> **What you have to do**
Extract each line below that contains the string "dried".

Detection examples
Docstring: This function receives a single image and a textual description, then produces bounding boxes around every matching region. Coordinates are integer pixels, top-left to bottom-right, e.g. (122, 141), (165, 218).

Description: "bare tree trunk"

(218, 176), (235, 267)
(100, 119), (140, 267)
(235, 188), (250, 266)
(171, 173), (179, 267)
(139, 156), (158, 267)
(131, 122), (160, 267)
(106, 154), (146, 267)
...
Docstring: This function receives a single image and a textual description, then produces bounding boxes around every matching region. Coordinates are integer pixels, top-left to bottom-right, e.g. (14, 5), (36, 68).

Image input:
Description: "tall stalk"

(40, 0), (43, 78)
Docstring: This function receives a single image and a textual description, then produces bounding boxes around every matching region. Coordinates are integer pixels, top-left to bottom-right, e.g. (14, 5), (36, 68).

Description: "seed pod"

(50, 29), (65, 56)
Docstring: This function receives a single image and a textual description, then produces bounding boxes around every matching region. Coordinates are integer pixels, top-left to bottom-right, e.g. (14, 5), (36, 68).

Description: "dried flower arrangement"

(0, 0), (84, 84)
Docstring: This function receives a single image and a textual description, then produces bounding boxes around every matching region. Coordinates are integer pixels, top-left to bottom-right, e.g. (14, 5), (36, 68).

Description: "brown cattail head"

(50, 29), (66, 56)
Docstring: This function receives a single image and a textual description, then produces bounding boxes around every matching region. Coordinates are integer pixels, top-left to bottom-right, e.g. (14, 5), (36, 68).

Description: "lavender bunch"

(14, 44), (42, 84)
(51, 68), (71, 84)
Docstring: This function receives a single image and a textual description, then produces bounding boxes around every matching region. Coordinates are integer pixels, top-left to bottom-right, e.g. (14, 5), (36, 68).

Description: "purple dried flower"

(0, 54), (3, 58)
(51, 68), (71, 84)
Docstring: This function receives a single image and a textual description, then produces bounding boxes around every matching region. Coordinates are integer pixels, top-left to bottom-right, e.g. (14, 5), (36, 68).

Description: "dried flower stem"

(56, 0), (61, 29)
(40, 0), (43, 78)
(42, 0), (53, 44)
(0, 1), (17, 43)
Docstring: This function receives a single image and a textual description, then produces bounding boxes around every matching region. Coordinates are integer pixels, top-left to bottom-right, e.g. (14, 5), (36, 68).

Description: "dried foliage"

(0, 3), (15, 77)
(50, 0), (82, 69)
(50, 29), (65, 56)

> **Task solution**
Description: "dried flower arrangement"
Description: "purple dried flower"
Description: "dried flower stem"
Description: "dried foliage"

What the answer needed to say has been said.